_Task inputs_
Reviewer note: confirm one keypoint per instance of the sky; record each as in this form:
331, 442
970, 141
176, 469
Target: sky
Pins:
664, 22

_What needs to be done_
Word for word, repeat every record.

_Task answer_
Reviewer note: confirm one keypoint per instance of the sky; record each as in this form:
331, 442
970, 141
176, 469
Target: sky
Pins:
664, 22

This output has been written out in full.